Extracted records:

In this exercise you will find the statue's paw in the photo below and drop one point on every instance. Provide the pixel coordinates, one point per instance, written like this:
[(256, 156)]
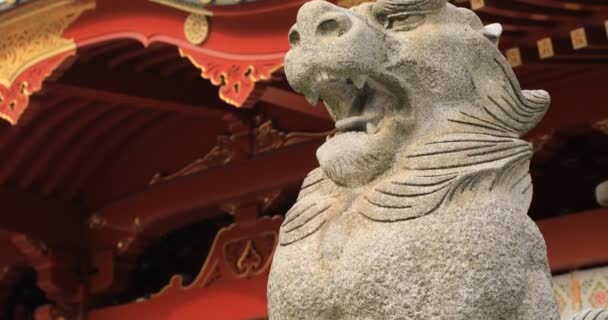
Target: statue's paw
[(592, 314)]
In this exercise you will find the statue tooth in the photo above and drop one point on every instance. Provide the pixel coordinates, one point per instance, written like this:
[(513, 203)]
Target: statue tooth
[(359, 81)]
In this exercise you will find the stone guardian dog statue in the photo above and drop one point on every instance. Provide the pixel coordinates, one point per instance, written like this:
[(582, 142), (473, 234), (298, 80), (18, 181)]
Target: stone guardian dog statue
[(419, 208)]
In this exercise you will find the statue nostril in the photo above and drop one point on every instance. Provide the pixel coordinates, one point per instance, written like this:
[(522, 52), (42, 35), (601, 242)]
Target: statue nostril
[(294, 38), (334, 26)]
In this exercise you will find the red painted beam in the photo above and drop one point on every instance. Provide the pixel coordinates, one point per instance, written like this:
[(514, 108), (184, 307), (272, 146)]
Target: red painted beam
[(576, 241), (54, 222), (216, 186)]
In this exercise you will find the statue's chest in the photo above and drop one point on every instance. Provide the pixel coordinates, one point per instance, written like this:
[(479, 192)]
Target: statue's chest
[(349, 261)]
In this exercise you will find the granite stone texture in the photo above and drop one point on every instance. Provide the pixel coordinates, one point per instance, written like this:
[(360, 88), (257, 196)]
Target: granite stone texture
[(419, 208)]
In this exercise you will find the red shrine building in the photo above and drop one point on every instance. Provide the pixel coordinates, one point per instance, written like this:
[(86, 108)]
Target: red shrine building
[(149, 150)]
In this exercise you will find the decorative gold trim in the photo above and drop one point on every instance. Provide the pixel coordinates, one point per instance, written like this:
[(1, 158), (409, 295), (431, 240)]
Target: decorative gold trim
[(191, 8), (514, 57), (33, 32), (196, 28)]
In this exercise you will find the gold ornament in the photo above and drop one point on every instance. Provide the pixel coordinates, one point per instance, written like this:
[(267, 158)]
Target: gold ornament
[(196, 28)]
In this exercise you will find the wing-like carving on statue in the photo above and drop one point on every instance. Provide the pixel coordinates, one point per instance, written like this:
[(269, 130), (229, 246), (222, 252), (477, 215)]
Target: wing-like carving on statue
[(310, 212), (439, 169)]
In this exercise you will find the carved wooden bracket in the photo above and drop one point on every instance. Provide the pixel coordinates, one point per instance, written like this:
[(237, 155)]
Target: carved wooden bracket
[(236, 79), (265, 138), (32, 47), (238, 263)]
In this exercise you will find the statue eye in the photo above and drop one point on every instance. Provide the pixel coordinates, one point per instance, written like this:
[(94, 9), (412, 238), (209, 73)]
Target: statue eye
[(404, 21)]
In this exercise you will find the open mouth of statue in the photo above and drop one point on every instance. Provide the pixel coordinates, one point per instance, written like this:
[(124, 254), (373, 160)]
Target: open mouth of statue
[(357, 104)]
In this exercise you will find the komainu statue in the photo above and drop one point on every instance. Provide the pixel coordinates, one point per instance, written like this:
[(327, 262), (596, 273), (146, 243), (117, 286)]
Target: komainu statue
[(419, 208)]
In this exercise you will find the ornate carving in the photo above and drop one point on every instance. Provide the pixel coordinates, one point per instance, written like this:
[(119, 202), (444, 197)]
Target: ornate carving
[(236, 80), (32, 47), (223, 153), (196, 28), (268, 138), (514, 57), (545, 48), (243, 257), (265, 138), (239, 251)]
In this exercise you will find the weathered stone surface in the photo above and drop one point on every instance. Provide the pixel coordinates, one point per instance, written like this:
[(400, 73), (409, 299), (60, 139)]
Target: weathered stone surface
[(419, 208)]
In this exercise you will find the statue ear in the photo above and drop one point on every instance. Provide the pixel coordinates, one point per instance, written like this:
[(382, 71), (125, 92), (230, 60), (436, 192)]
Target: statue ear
[(492, 32)]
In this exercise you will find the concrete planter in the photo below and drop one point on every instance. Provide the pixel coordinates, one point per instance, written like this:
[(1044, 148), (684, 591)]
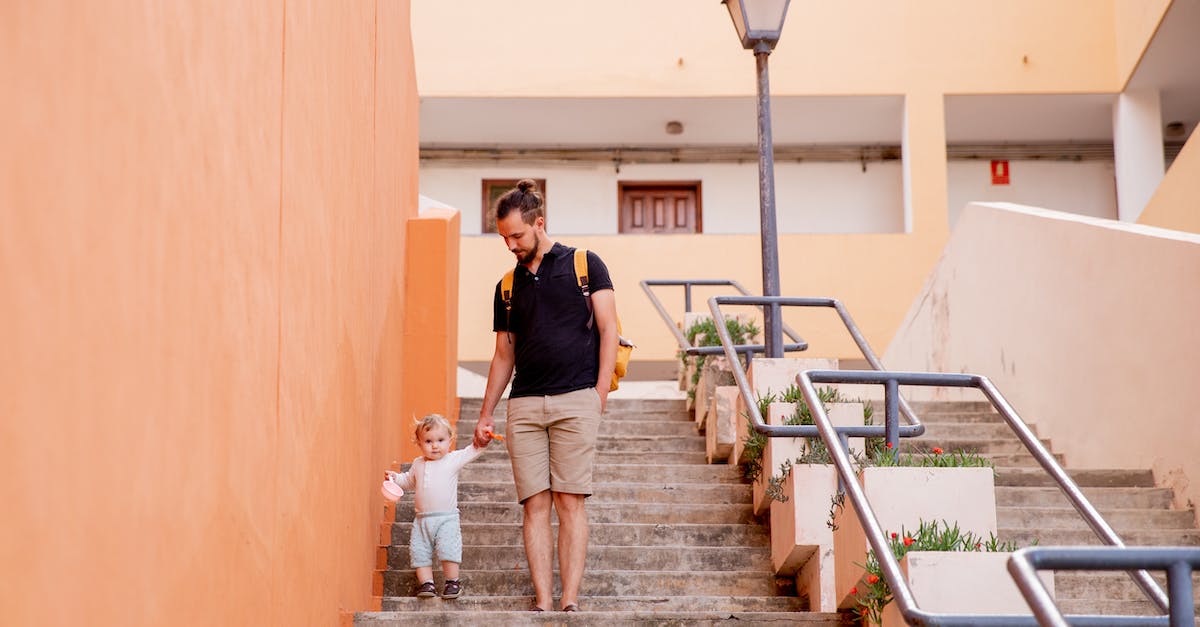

### What you need to do:
The result should be an exact repetition of all the records. Drop the pictures.

### Response below:
In this exercise you will find the statue's paw in the photo below and drop one point on every instance. Provide the pixel coordinates, one point per instance, written like this:
[(256, 156)]
Target: statue's paw
[(592, 314)]
In this exercise you will find the statue tooth in the photo above and drop one point on every instance. Provide the pixel coordinates, one point per instance, written like this:
[(513, 203)]
Target: statue tooth
[(359, 81)]
In this exercise you will find the stone guardian dog statue in the photo above and drop one point on every instance. Provide the pixel coordinates, one point per instance, written like this:
[(582, 142), (473, 234), (298, 80), (18, 181)]
Target: stone guardian dog statue
[(419, 208)]
In this exercise you will find the statue nostril in the photo above and drop one point on every instance. Provide the pixel coordinates, one point per instance, written like this:
[(522, 52), (42, 35), (601, 242)]
Target: statue nostril
[(294, 38), (334, 26)]
In this exercise you will find the red painted beam in the photo above and drop one point on every instance. Provide the pixel coordinates, one point per instance, written like this:
[(514, 108), (184, 307), (272, 146)]
Target: red painted beam
[(576, 241), (54, 222), (216, 186)]
In this exercise you will find the statue's chest in the photo above and drop one point on every instance. Provide the pixel coordinates, one point per instance, written like this:
[(479, 192)]
Target: statue's chest
[(349, 261)]
In this exercise you will find the granite stone texture in the photo above and drop one point on every instance. Provide the pixel coordinates, one point per instance, written like this:
[(360, 88), (257, 196)]
Target: granite stone texture
[(419, 208)]
In this exercise you will find the red shrine building in the photo above and drop one point on every instance. Provide the pixel coordinates, one point per instance, written like this:
[(86, 108)]
Target: red shrine building
[(149, 150)]
In this exercise you will find the decorative gold trim in the photo above and drop one point on every instance. Provide the pixel coordinates, one point per instance, written like this:
[(1, 158), (409, 295), (431, 240)]
Target: decorative gold trim
[(191, 8), (514, 57), (33, 32), (196, 28)]
In this exercise you will find the gold ornament in the photo above and drop one point on every instance. Provide the pixel coordinates, one point per instance, written like this:
[(267, 158)]
Target: gold ornament
[(196, 28)]
In this exercise you will find the wing-like carving on statue in the photo above and drop one point on every instance. Provide the pixel coordinates, one point per instance, written like this:
[(269, 130), (229, 246), (222, 252), (477, 215)]
Target: wing-like carving on statue
[(310, 212), (439, 169)]
In this exercise you will find the carved wooden bracket in the photo above and drop one point on every instance. Provide the pixel coordinates, one point per instance, written like this:
[(237, 155)]
Target: carved wooden bracket
[(236, 79), (265, 138), (32, 47), (238, 263)]
In this exercise you will find the statue eye in the photo above and drop one point on every instance. Provide the pixel coordinates, one point per instance, written like this:
[(94, 9), (412, 238), (209, 73)]
Target: statue eye
[(404, 21)]
In this exercise you will find the open mouth of statue in the photo above and drop one point on every instance. Provide the pixel coordinates, one point per instance, written like this:
[(124, 254), (373, 160)]
Target: open mouth of statue
[(357, 104)]
In this exercise you will find the komainu statue in the photo above and drop one point on every instance. Provide the pixel coordinates, one point per instance, written like this:
[(327, 262), (596, 273), (146, 243), (117, 286)]
Target: komainu statue
[(419, 208)]
In this exercise you will find the ornate carving in the photo above and drop one point on every instance. Provide the pixel coordinates, one point per instance, written like this:
[(119, 202), (444, 197)]
Target: ornate carving
[(236, 80), (32, 47), (223, 153), (196, 28), (268, 138), (514, 57), (545, 48), (243, 257), (265, 138), (239, 251)]
In this exercise you will find the weathered stone surface in the photo above and drop one point on every instance. Provide the pixel coordinates, one point per instance, written like this:
[(400, 73), (409, 299), (60, 139)]
Target: weathered stone surface
[(419, 208)]
In this exercise you will find the statue ear in the photo above and drop one point on every instance. Provide the pixel coordinates, one point per instance, written like this:
[(382, 71), (125, 92), (230, 60), (436, 192)]
Target: statue ear
[(492, 32)]
In this exercise you will find the concrete planter in the photo below and drop one point on every instance. Provide the pixel coordinates, one point per instance, written like this:
[(1044, 148), (684, 591)]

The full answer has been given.